>>>

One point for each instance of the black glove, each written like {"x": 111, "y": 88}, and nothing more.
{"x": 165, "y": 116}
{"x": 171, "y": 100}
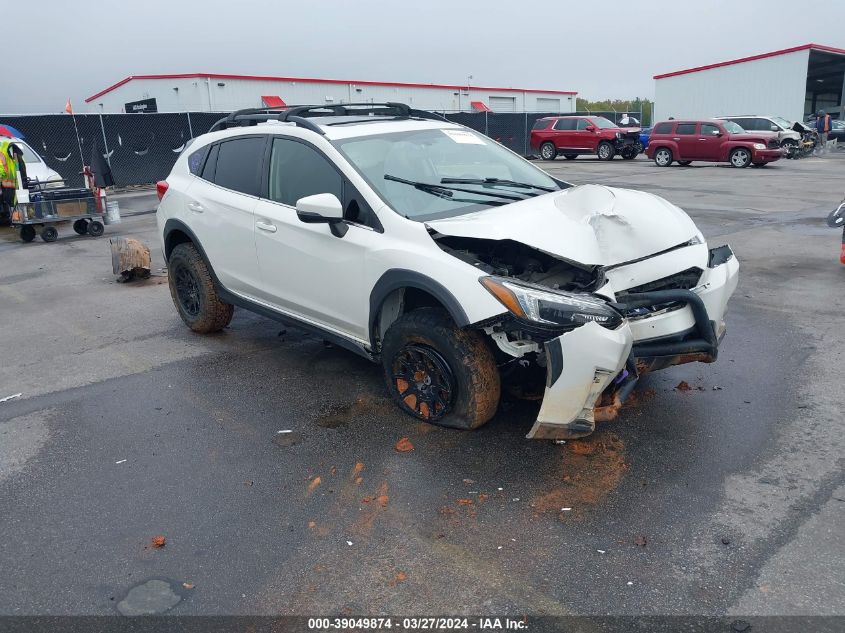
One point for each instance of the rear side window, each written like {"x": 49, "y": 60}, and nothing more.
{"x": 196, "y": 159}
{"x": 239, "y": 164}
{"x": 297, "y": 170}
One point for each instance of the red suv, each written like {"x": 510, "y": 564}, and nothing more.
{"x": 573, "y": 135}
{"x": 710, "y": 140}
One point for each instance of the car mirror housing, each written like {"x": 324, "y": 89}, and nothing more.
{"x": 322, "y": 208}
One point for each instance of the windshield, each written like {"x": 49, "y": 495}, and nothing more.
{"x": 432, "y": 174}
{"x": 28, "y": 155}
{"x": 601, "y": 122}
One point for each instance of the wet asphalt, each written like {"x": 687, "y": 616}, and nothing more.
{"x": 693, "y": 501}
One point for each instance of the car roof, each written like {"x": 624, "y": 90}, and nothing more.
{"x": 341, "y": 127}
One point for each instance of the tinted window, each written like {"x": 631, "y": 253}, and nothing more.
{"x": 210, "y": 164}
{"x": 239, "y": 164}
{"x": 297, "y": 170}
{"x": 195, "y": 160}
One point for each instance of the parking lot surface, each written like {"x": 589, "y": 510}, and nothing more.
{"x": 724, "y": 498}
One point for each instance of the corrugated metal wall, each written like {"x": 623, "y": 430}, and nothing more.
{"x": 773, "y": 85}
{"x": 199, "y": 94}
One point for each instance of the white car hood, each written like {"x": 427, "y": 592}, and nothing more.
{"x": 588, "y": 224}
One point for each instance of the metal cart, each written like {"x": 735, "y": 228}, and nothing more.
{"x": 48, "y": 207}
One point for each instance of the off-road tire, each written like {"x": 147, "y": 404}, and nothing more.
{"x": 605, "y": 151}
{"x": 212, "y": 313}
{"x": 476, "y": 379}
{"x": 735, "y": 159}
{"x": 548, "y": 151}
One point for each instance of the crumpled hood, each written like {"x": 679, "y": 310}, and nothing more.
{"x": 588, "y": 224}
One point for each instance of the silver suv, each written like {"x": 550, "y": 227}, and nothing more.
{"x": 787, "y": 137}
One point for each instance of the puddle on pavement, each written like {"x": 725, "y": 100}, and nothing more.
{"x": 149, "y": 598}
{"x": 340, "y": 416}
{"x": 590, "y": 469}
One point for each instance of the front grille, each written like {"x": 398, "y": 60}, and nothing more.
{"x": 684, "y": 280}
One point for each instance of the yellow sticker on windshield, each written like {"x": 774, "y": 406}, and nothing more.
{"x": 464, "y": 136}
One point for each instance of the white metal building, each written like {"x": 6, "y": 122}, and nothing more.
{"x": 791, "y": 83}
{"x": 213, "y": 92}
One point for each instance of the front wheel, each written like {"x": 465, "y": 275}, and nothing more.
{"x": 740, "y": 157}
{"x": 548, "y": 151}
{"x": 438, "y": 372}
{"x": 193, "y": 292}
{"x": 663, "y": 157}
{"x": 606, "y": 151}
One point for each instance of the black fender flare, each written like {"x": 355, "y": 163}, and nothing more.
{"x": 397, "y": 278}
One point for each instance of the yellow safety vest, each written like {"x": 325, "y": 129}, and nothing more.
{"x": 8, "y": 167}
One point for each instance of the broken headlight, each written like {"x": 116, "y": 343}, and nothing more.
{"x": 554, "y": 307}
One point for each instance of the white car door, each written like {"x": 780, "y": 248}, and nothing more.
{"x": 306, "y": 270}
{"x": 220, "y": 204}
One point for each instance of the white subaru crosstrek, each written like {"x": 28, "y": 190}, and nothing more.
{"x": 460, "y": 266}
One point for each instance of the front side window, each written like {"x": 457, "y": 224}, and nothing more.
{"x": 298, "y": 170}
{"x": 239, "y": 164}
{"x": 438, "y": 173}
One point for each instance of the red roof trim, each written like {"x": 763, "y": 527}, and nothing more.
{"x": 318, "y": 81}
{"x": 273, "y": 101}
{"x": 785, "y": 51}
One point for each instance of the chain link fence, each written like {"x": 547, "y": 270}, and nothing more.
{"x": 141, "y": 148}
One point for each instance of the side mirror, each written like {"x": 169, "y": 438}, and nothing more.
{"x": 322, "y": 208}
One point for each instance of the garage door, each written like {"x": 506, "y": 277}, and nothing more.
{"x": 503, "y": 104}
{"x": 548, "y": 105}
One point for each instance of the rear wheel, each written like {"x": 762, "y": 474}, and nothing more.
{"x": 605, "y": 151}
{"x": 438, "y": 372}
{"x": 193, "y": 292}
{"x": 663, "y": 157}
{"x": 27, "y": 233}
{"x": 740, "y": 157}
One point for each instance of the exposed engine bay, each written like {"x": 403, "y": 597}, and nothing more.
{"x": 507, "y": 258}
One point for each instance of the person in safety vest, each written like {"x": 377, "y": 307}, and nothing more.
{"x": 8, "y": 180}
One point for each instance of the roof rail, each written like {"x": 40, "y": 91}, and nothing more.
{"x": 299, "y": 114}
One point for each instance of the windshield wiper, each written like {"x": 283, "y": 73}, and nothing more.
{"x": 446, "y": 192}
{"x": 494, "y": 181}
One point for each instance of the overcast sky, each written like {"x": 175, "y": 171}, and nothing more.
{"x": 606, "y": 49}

<<<

### Exercise:
Return all the material exactly, pictures excluded.

### Answer section:
One point for each instance of the black glove, each written like {"x": 111, "y": 88}, and nothing more.
{"x": 165, "y": 116}
{"x": 171, "y": 100}
One point for each instance of the rear side window, each written like {"x": 49, "y": 60}, and nothing more.
{"x": 196, "y": 159}
{"x": 239, "y": 164}
{"x": 297, "y": 170}
One point for each instance of the red suv, each written like {"x": 510, "y": 564}, and nothing more.
{"x": 573, "y": 135}
{"x": 710, "y": 140}
One point for each instance of the car mirror housing, each written like {"x": 324, "y": 89}, and nothing more.
{"x": 322, "y": 208}
One point for each instance of the windshield, each written like {"x": 49, "y": 495}, and nothing more.
{"x": 432, "y": 174}
{"x": 28, "y": 155}
{"x": 601, "y": 122}
One point for each instance of the wet asphalt, each written like {"x": 687, "y": 616}, and nothing more.
{"x": 693, "y": 501}
One point for each instance of the car roof, each written like {"x": 624, "y": 90}, and nothing more.
{"x": 341, "y": 127}
One point for each instance of the tinted window, each written like {"x": 631, "y": 253}, and nothing more.
{"x": 210, "y": 164}
{"x": 239, "y": 164}
{"x": 297, "y": 170}
{"x": 195, "y": 160}
One point for each instance of the parking lot surface, each written like {"x": 589, "y": 510}, and nothing more.
{"x": 724, "y": 498}
One point for each instance of the corrugated metal wall, each written like {"x": 623, "y": 430}, and nothing more.
{"x": 773, "y": 85}
{"x": 199, "y": 94}
One point for each instance of the white car hood, each written like {"x": 427, "y": 592}, and nothing more.
{"x": 588, "y": 224}
One point for each instance of the metal cart, each written like {"x": 735, "y": 228}, and nothing more.
{"x": 48, "y": 207}
One point for each instance of the off-road tire, each written like {"x": 147, "y": 404}, and nothing more.
{"x": 605, "y": 151}
{"x": 212, "y": 313}
{"x": 476, "y": 379}
{"x": 735, "y": 159}
{"x": 548, "y": 151}
One point for each instance of the crumpled hood, each written like {"x": 679, "y": 310}, and nothing more.
{"x": 588, "y": 224}
One point for each instance of the silver suv, each written like {"x": 550, "y": 227}, and nothing more.
{"x": 787, "y": 137}
One point for each instance of the puddle on pavement, each written like {"x": 725, "y": 100}, and nothing more.
{"x": 149, "y": 598}
{"x": 340, "y": 416}
{"x": 590, "y": 469}
One point for each instance of the front grille, each written like {"x": 398, "y": 60}, and nothing more.
{"x": 684, "y": 280}
One point for each instance of the yellow sticker on windshield, each written like {"x": 774, "y": 406}, and nothing more.
{"x": 464, "y": 136}
One point for each instance of the white metal building, each written like {"x": 6, "y": 122}, and nothing more.
{"x": 791, "y": 83}
{"x": 213, "y": 92}
One point for each instance of the front wheel, each written like {"x": 465, "y": 275}, and nothing more.
{"x": 740, "y": 157}
{"x": 548, "y": 151}
{"x": 438, "y": 372}
{"x": 193, "y": 292}
{"x": 663, "y": 157}
{"x": 606, "y": 151}
One point for each instance of the black fender flare, each written like {"x": 355, "y": 163}, and nothing more.
{"x": 397, "y": 278}
One point for each instance of the yellow safety vest, each written like {"x": 325, "y": 129}, and nothing more.
{"x": 8, "y": 167}
One point for each instance of the broken headlight, each written like {"x": 116, "y": 343}, and nothing more.
{"x": 554, "y": 307}
One point for each instance of the white car door, each written like {"x": 780, "y": 248}, and nothing more.
{"x": 306, "y": 270}
{"x": 220, "y": 204}
One point for each instance of the white subaru crosstrek, each written like {"x": 28, "y": 190}, and nothing more.
{"x": 460, "y": 266}
One point for each instance of the front side window, each written like {"x": 457, "y": 224}, and nothing more.
{"x": 298, "y": 170}
{"x": 239, "y": 164}
{"x": 438, "y": 173}
One point for each instance of the red roof trim, each written like {"x": 763, "y": 527}, and nothing more.
{"x": 318, "y": 81}
{"x": 273, "y": 101}
{"x": 785, "y": 51}
One point for each instance of the chain link fence, each written like {"x": 547, "y": 270}, and nothing more.
{"x": 141, "y": 148}
One point for each instance of the side mirror, each written like {"x": 169, "y": 438}, and nothing more.
{"x": 322, "y": 208}
One point for each instance of the garage door, each written like {"x": 506, "y": 277}, and nothing more.
{"x": 503, "y": 104}
{"x": 548, "y": 105}
One point for each instance of the rear wheel, each written like {"x": 762, "y": 474}, and nothing more.
{"x": 605, "y": 151}
{"x": 438, "y": 372}
{"x": 193, "y": 292}
{"x": 663, "y": 157}
{"x": 27, "y": 233}
{"x": 740, "y": 157}
One point for each instance of the exposed engine bay, each written like {"x": 403, "y": 597}, and nothing more.
{"x": 507, "y": 258}
One point for each instance of the person in safety vest, each written like {"x": 377, "y": 307}, and nothing more.
{"x": 8, "y": 180}
One point for each instance of the roof rail, each written like {"x": 40, "y": 91}, and nothing more.
{"x": 299, "y": 114}
One point for each instance of the windshield wiper, each written like {"x": 283, "y": 73}, and nothing more.
{"x": 446, "y": 192}
{"x": 494, "y": 181}
One point for each instance of the overcast sky, each written like {"x": 175, "y": 171}, and nothing more.
{"x": 606, "y": 49}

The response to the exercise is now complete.